- [ABOUT THIS TASK]: Output the listing below verbatim, from its first line to its last.

________________________

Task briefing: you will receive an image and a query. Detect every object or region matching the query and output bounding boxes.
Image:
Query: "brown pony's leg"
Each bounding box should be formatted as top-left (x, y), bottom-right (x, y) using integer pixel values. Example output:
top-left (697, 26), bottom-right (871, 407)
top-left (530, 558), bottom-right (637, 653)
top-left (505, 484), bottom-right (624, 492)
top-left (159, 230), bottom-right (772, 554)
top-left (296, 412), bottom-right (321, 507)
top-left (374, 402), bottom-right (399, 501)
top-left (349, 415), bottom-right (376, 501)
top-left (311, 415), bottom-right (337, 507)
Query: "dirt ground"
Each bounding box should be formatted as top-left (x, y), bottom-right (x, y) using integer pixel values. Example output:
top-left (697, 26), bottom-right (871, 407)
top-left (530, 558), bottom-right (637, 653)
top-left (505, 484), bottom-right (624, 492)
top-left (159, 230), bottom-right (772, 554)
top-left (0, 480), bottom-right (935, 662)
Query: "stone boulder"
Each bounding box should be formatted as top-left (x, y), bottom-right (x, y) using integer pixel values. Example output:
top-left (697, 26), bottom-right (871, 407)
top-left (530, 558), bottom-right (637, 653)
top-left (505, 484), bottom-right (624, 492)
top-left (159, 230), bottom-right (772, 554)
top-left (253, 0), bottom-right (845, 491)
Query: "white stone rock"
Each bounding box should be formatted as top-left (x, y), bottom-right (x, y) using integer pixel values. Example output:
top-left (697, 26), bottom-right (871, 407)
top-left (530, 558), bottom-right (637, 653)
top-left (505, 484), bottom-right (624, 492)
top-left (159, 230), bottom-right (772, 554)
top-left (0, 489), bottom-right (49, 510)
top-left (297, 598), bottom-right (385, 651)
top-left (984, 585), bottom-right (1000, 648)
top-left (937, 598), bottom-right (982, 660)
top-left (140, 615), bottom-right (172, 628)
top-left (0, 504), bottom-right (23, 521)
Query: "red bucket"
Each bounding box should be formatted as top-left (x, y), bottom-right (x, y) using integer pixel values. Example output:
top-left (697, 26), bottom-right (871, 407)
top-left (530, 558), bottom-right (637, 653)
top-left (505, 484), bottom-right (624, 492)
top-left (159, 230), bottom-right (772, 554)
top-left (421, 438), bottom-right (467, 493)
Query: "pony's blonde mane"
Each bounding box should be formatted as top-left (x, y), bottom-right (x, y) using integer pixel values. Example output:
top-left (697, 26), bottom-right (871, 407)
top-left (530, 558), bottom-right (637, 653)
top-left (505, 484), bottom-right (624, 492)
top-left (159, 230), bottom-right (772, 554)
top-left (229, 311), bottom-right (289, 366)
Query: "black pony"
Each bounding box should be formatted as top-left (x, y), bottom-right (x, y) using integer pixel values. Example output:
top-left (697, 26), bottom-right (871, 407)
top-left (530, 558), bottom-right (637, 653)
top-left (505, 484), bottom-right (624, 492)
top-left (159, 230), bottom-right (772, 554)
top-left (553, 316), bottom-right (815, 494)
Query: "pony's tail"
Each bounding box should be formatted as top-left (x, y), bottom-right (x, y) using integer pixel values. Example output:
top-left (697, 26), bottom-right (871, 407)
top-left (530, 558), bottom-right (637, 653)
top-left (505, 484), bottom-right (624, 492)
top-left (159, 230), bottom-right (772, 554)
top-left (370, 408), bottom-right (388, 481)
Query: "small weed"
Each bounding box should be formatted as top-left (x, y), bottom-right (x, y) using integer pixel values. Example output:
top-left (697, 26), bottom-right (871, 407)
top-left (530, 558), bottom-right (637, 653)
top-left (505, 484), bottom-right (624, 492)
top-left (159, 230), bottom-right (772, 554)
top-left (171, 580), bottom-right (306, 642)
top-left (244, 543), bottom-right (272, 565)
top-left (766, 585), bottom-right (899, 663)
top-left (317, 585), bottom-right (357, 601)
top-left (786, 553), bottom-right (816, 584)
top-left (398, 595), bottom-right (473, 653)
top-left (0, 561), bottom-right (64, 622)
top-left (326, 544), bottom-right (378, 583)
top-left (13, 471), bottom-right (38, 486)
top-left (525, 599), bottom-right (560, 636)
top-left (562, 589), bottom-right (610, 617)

________________________

- [SOLUTION]:
Task briefing: you will receive an image and a query. Detect every object or region matching the query and output bounding boxes.
Image:
Query: "brown pony's leg"
Each bounding box should be formatted as top-left (x, y), bottom-right (x, y) using integer pixel values. Example output:
top-left (697, 26), bottom-right (871, 407)
top-left (530, 558), bottom-right (637, 653)
top-left (505, 484), bottom-right (624, 492)
top-left (159, 230), bottom-right (772, 554)
top-left (296, 412), bottom-right (321, 507)
top-left (374, 402), bottom-right (399, 501)
top-left (349, 415), bottom-right (376, 501)
top-left (311, 415), bottom-right (337, 507)
Query: "dirt ground"
Each bounding box should be formatted as top-left (x, y), bottom-right (x, y) using integer pixel values. Example output:
top-left (697, 26), bottom-right (871, 407)
top-left (530, 558), bottom-right (637, 653)
top-left (505, 484), bottom-right (624, 492)
top-left (159, 230), bottom-right (772, 554)
top-left (0, 480), bottom-right (935, 662)
Query: "stone boulder"
Each bounding box should be formatted as top-left (x, y), bottom-right (x, y) using integer pixel values. Example output:
top-left (697, 26), bottom-right (871, 407)
top-left (530, 558), bottom-right (637, 653)
top-left (505, 484), bottom-right (624, 492)
top-left (159, 230), bottom-right (772, 554)
top-left (253, 0), bottom-right (845, 491)
Query: "white stone rock"
Each bounding box should be formatted as top-left (x, y), bottom-right (x, y) using integer pixel values. Example output:
top-left (697, 26), bottom-right (871, 407)
top-left (530, 558), bottom-right (637, 653)
top-left (505, 484), bottom-right (624, 492)
top-left (159, 230), bottom-right (772, 554)
top-left (0, 489), bottom-right (49, 510)
top-left (297, 598), bottom-right (385, 651)
top-left (984, 585), bottom-right (1000, 648)
top-left (937, 598), bottom-right (982, 660)
top-left (140, 615), bottom-right (172, 628)
top-left (0, 504), bottom-right (23, 521)
Query: "red bucket"
Each bounding box should be formatted as top-left (x, y), bottom-right (x, y) using integer pixel values. Example output:
top-left (697, 26), bottom-right (871, 407)
top-left (530, 558), bottom-right (637, 653)
top-left (505, 484), bottom-right (624, 492)
top-left (159, 230), bottom-right (772, 554)
top-left (421, 438), bottom-right (467, 493)
Query: "pony's blonde mane"
Each bounding box should be formatted as top-left (x, y), bottom-right (x, y) using integer pixel values. Example output:
top-left (697, 26), bottom-right (871, 407)
top-left (530, 558), bottom-right (637, 653)
top-left (505, 484), bottom-right (624, 492)
top-left (159, 230), bottom-right (772, 554)
top-left (229, 311), bottom-right (289, 366)
Query: "black pony"
Each bounding box should be formatted as top-left (x, y), bottom-right (x, y) using integer pixel values. Example output:
top-left (697, 26), bottom-right (871, 407)
top-left (530, 558), bottom-right (637, 653)
top-left (505, 484), bottom-right (624, 492)
top-left (159, 230), bottom-right (772, 554)
top-left (553, 316), bottom-right (815, 494)
Query: "pony's tail"
Each bounding box should be formatted as top-left (x, y), bottom-right (x, y) using integer pixel values. Example output:
top-left (697, 26), bottom-right (871, 407)
top-left (530, 558), bottom-right (637, 653)
top-left (505, 484), bottom-right (624, 492)
top-left (159, 230), bottom-right (772, 554)
top-left (370, 408), bottom-right (388, 481)
Query: "small weed"
Each bounding box should be formatted as top-left (x, y), bottom-right (x, y) using integer pixel values. Example output:
top-left (697, 26), bottom-right (871, 407)
top-left (530, 558), bottom-right (637, 653)
top-left (505, 484), bottom-right (624, 492)
top-left (159, 230), bottom-right (772, 554)
top-left (171, 580), bottom-right (306, 642)
top-left (244, 543), bottom-right (272, 565)
top-left (766, 585), bottom-right (899, 663)
top-left (317, 585), bottom-right (357, 601)
top-left (786, 553), bottom-right (816, 584)
top-left (398, 595), bottom-right (473, 653)
top-left (0, 561), bottom-right (64, 622)
top-left (326, 544), bottom-right (378, 583)
top-left (13, 471), bottom-right (38, 486)
top-left (525, 599), bottom-right (560, 636)
top-left (562, 589), bottom-right (610, 617)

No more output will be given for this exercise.